*EXTRACTED TEXT:*
The weather changes quickly in San Francisco.
Clouds move faster than the people as storms roll off the Pacific Ocean, and people move with typical Californian leisure. Strangers continually stopped to guide us on the occasions we looked lost, which, sadly, with the M.C. Esher-esque hills were numerous.
The city is beautiful; horizons seem to disappear vertically…
“I haven’t been everywhere but it’s on my list.” – Susan Sontag
Flying in from London, San Francisco was the start of our 3-week roadtrip across the West of the USA.
My girlfriend and I would be riding from San Francisco to Monument Valley, then north up to Yellowstone, taking scenic routes through forests, deserts and the wilderness at every possible turn. The idea was to see as much natural diversity as possible.
The trip would not disappoint…
Take a look as I relive the journey with notes I kept along the way, small anecdotes, recommended sights, Hunter S. Thompson-induced musings and dozens and dozens of photographs.
3,500-miles of rubber-to-the-road were ahead of us, but first: San Francisco.
Yosemite is about 3 and a half hours east of San Francisco.
Inhabited for some 3000 years by the Ahwahneechee tribe, the Valley became imbued into the American consciousness sometime around 1855 when it was discovered by writer James Mason Hutchings and artist Thomas Ayres, who subsequently made their careers off of the land’s beauty (something writers, artists and later, photographers - including my personal hero Ansel Adams - would continue to this day).
If there was one reason for our journey, it was to see Yosemite Valley.
This is one of the most beautiful places you could ever see.

*SOURCE EXCERPT:*
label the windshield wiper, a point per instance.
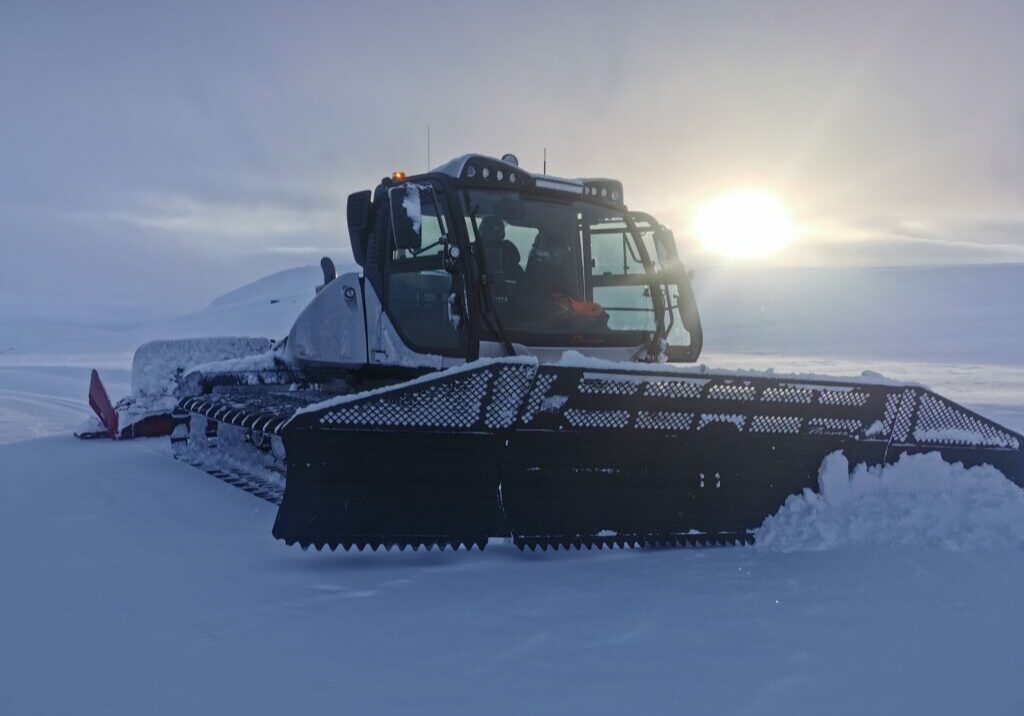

*STATED TASK 1:*
From the road-trip text, extract everything from "The city is" down to "first: San Francisco.".
*STATED TASK 2:*
In the road-trip text, which tribe inhabited Yosemite Valley for some 3000 years?

*FINAL RESULT 1:*
The city is beautiful; horizons seem to disappear vertically…
“I haven’t been everywhere but it’s on my list.” – Susan Sontag
Flying in from London, San Francisco was the start of our 3-week roadtrip across the West of the USA.
My girlfriend and I would be riding from San Francisco to Monument Valley, then north up to Yellowstone, taking scenic routes through forests, deserts and the wilderness at every possible turn. The idea was to see as much natural diversity as possible.
The trip would not disappoint…
Take a look as I relive the journey with notes I kept along the way, small anecdotes, recommended sights, Hunter S. Thompson-induced musings and dozens and dozens of photographs.
3,500-miles of rubber-to-the-road were ahead of us, but first: San Francisco.

*FINAL RESULT 2:*
The Ahwahneechee tribe.